Please retype the stretch of the poor law passage from "(2)Expenses incurred under" through "of the poorhouse.".
--- START Passage ---
100Reception and maintenance of children and young persons in poorhouses

Poor law authorities shall provide for the reception of children and young persons brought to a poorhouse in pursuance of this Act, and, where the place to which under this Act a child or young person is authorised to be taken is a poorhouse, the person in charge thereof shall receive the child or young person into the poorhouse if there is suitable accommodation therein.

101Powers, duties and expenses of local authorities, and c

(1)Expenses incurred by a local authority under Part I of this Act shall be defrayed in like manner as expenditure for the relief of the poor.

(2)Expenses incurred under this Act by an education authority shall be defrayed in like manner as expenses of the authority under the Education (Scotland) Acts, 1872 to 1936, and expenses incurred under this Act by a poor law authority or by a local authority in their capacity as poor law authority shall be defrayed in like manner as expenditure for the relief of the poor :

Provided that expenses incurred in respect of a child or young person brought to a poorhouse under this Act shall form part of the establishment charges of the poorhouse.

(3)Expenses incurred under this Act by a police authority shall be defrayed in like manner as expenditure for administration of the police, provided that in any burgh where such expenditure was under the law existing at the passing of the Children Act, 1908, payable in whole or in part out of the burgh general assessment expenses incurred under this Act by the police authority of such burgh or any contribution to such expenses payable by the burgh by virtue of section twenty-one of the [19 & 20 Geo. 5. c. 25.] Local Government (Scotland) Act, 1929, shall be defrayed out of such rate payable by owners and occupiers in equal proportions as the town council may determine.

(4)Expenses incurred under this Act by a local authority (other than any expenses referred to in either of the last two foregoing subsections), and any contribution to such expenses payable by a town council by virtue of section twenty-one of the Local Government (Scotland) Act, 1929, shall be defrayed out of such rate payable by owners and occupiers in equal proportions as the council may determine.

(5)A local authority or an education authority shall have power to borrow for the purposes of any powers or duties conferred or imposed on them by this Act, and the provisions of section twenty-three of the Local Government (Scotland) Act, 1929, and, in the case of an education authority, of section forty-five of the [35 & 36 Vict. c. 62.] Education (Scotland) Act, 1872, as amended by any subsequent enactment shall apply to the power hereby conferred.

(6)A local authority or an education authority shall for the purposes of any powers or duties conferred or imposed on them by this Act have power to acquire, dispose of or otherwise deal with land in like manner as a local authority under the [15 & 16 Geo. 5. c. 15.] Housing (Scotland) Act, 1925, for the purposes of that Act, and sections fifty and fifty-one of, and the Third Schedule to, the said Act shall apply accordingly with the substitution of the Secretary of State or the Scottish Education Department, as the case may be, for the Board referred to in the said enactments or in any enactment applied by them.
--- END Passage ---
--- START Recorded information ---
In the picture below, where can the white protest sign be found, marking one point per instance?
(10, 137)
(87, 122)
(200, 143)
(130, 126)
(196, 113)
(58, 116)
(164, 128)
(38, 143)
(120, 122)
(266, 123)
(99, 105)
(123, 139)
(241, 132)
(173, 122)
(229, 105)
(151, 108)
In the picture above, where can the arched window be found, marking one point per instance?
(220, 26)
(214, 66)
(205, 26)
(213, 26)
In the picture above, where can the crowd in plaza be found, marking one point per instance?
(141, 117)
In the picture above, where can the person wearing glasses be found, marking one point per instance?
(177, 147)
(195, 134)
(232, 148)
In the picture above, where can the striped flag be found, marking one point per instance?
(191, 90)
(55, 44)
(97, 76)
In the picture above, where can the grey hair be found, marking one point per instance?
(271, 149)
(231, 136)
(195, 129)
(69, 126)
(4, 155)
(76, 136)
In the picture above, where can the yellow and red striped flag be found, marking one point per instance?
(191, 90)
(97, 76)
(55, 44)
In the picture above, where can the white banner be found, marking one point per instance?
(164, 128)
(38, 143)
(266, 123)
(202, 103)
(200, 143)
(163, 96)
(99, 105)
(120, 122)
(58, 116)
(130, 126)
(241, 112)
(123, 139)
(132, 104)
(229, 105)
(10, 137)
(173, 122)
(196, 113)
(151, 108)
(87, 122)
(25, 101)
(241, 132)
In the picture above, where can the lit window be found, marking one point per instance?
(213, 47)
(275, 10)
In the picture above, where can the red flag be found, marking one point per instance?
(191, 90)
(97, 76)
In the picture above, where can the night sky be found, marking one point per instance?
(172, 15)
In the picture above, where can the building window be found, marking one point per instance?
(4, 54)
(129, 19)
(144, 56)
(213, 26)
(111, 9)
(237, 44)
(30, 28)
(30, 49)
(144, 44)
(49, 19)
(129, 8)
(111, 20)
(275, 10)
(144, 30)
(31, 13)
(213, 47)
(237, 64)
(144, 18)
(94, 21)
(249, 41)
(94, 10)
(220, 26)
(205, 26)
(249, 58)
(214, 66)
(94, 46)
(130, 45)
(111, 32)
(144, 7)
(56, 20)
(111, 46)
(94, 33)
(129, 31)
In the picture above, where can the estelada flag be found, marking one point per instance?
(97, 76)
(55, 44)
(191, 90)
--- END Recorded information ---
(Response to the exercise):
(2)Expenses incurred under this Act by an education authority shall be defrayed in like manner as expenses of the authority under the Education (Scotland) Acts, 1872 to 1936, and expenses incurred under this Act by a poor law authority or by a local authority in their capacity as poor law authority shall be defrayed in like manner as expenditure for the relief of the poor :

Provided that expenses incurred in respect of a child or young person brought to a poorhouse under this Act shall form part of the establishment charges of the poorhouse.